Kutipan:
· · · · ·

Jakarta, aksarabaru.com — Kementerian Kesehatan RI resmi mewajibkan penerapan label Nutri Level pada seluruh produk makanan dan minuman, termasuk yang dijual di gerai ritel, mulai Selasa (20/5). Kebijakan ini bertujuan memberikan informasi kadar gula, garam, dan lemak secara sederhana.
“Nutri Level ini diharapkan memudahkan konsumen memilih produk lebih sehat,” ujar Juru Bicara Kementerian Kesehatan dr. Siti Nadia Tarmizi. Ia menyebut aturan ini berlaku untuk semua jenis kemasan maupun produk siap saji di gerai makanan.
Pengamat kebijakan publik dari Universitas Indonesia, Dr. Ir. Riri Hadiati, menilai kebijakan ini efektif jika didukung literasi gizi yang meningkat. Menurutnya, tantangan utama adalah mengubah kebiasaan konsumen yang sudah terlanjur menyukai produk tinggi gula dan garam.
Kementerian Kesehatan memberikan masa transisi enam bulan bagi produsen dan pelaku usaha untuk menyesuaikan label. Sanksi administratif akan diberlakukan bagi pelaku usaha yang tidak mematuhi aturan ini setelah periode transisi berakhir.

· · · · ·

Data yang Disediakan:
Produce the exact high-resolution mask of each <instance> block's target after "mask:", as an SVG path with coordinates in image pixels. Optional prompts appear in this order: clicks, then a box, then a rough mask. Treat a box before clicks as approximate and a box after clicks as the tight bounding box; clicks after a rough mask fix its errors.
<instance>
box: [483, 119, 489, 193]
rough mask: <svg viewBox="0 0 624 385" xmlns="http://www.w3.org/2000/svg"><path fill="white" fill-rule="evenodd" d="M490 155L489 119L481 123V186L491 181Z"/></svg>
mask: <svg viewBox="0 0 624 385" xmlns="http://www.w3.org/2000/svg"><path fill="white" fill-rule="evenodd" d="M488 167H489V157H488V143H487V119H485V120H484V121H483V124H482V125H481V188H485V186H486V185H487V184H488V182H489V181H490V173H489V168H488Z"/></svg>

· · · · ·

Tugas A: Salin seluruh bagian berita tentang label Nutri Level, mulai dari "Jakarta, aksarabaru.com —" sampai ke "gula dan garam.".
Tugas B: Sebutkan semua kandungan yang kadarnya diinformasikan oleh label Nutri Level menurut berita tentang label Nutri Level.

Jawaban A:
Jakarta, aksarabaru.com — Kementerian Kesehatan RI resmi mewajibkan penerapan label Nutri Level pada seluruh produk makanan dan minuman, termasuk yang dijual di gerai ritel, mulai Selasa (20/5). Kebijakan ini bertujuan memberikan informasi kadar gula, garam, dan lemak secara sederhana.
“Nutri Level ini diharapkan memudahkan konsumen memilih produk lebih sehat,” ujar Juru Bicara Kementerian Kesehatan dr. Siti Nadia Tarmizi. Ia menyebut aturan ini berlaku untuk semua jenis kemasan maupun produk siap saji di gerai makanan.
Pengamat kebijakan publik dari Universitas Indonesia, Dr. Ir. Riri Hadiati, menilai kebijakan ini efektif jika didukung literasi gizi yang meningkat. Menurutnya, tantangan utama adalah mengubah kebiasaan konsumen yang sudah terlanjur menyukai produk tinggi gula dan garam.

Jawaban B: gula, garam, lemak